===== Text extract

Gorgeous Ginger Cookies

The most delicious ginger spiced cookies with orange zest and molasses. You can’t think of fall or winter spices without thinking of the lovely spice that is ginger 🍪🍂

I still think it’s a little too early to start the Christmas baking. These ginger cookies are perfect for getting in the cozy and warm fall/winter mood without going for the Christmas spices. They are perfect for that sweet spot between fall and Christmas 🍂

These gorgeous ginger cookies are crispy on the outside and perfectly chewy and soft on the inside. They are sure to hit the spot and you’d never know that they are both vegan and gluten-free 🍪

And of course… the best part of vegan baking… is that the cookie dough is totally safe to eat raw. So maybe consider making a double batch… especially if you love sneaking as many spoonfuls of raw cookie dough as I do! 😉

Click here to PIN the recipe and save it for later! 📌

If you give these ginger cookies a try, let me know! Leave a comment, rate it, and take a picture and tag @pieceofplants on Instagram! I’d love to see what you come up with 📸

You may be able to substitute coconut oil for the vegan butter, but I haven’t tested it. You would want the coconut oil to be semi-firm, not melted.

Ginger Cookies

Gorgeous ginger spiced cookies | Vegan and Glutenfree

Course Dessert, Snack
Keyword cookie, glutenfree, vegan
Prep Time 10 minutes
Cook Time 25 minutes
Total Time 35 minutes
Servings 15 cookies
Author Cecilie Bresson


  • 90 grams buckwheat flour (3.2 oz)
  • 70 grams almond flour (2.5 oz)
  • 70 grams vegan butter (2.5 oz)
  • 75 grams coconut sugar (2.6 oz)
  • 20 grams brown sugar (0.7 oz)
  • 1 tbsp molasses
  • 1 tsp orange zest
  • ½ tsp baking powder
  • ½ tsp baking soda
  • 1-1½ tsp ground ginger
  • 2 tbsp non-dairy milk


  1. Preheat the oven to 180C°/350F° convection

  2. Make sure that the vegan butter is room temperature as it's going to make the next step easier.

==========

Goal => Copy the part of the ginger cookie recipe that starts at the words "Course Dessert, Snack" and stops after "flour (3.2 oz)", reproducing it word for word.

===== Entries shown

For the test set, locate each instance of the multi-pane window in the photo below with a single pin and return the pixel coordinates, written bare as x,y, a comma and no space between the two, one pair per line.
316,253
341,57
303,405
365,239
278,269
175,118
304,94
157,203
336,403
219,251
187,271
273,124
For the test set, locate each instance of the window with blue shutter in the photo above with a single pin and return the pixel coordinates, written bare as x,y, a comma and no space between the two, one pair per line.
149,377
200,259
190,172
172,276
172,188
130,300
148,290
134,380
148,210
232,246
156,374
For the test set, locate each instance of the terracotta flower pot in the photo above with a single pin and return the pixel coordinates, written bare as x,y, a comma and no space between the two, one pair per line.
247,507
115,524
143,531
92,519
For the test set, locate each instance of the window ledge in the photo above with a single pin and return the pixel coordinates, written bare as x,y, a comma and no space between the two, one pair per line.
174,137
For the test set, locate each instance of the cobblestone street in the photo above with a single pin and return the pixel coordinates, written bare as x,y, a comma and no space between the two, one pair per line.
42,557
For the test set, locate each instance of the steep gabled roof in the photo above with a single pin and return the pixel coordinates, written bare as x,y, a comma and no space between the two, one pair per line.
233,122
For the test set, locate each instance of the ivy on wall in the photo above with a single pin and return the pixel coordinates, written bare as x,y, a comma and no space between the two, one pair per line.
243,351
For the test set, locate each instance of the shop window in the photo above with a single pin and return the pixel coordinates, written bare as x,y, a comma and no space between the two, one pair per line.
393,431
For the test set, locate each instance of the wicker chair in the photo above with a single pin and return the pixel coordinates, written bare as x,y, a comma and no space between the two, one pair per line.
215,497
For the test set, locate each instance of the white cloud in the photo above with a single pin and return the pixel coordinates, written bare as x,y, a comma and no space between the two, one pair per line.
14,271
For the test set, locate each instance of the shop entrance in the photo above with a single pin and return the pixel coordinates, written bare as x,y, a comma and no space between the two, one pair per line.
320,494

==========

Correct answer =>
Course Dessert, Snack
Keyword cookie, glutenfree, vegan
Prep Time 10 minutes
Cook Time 25 minutes
Total Time 35 minutes
Servings 15 cookies
Author Cecilie Bresson


  • 90 grams buckwheat flour (3.2 oz)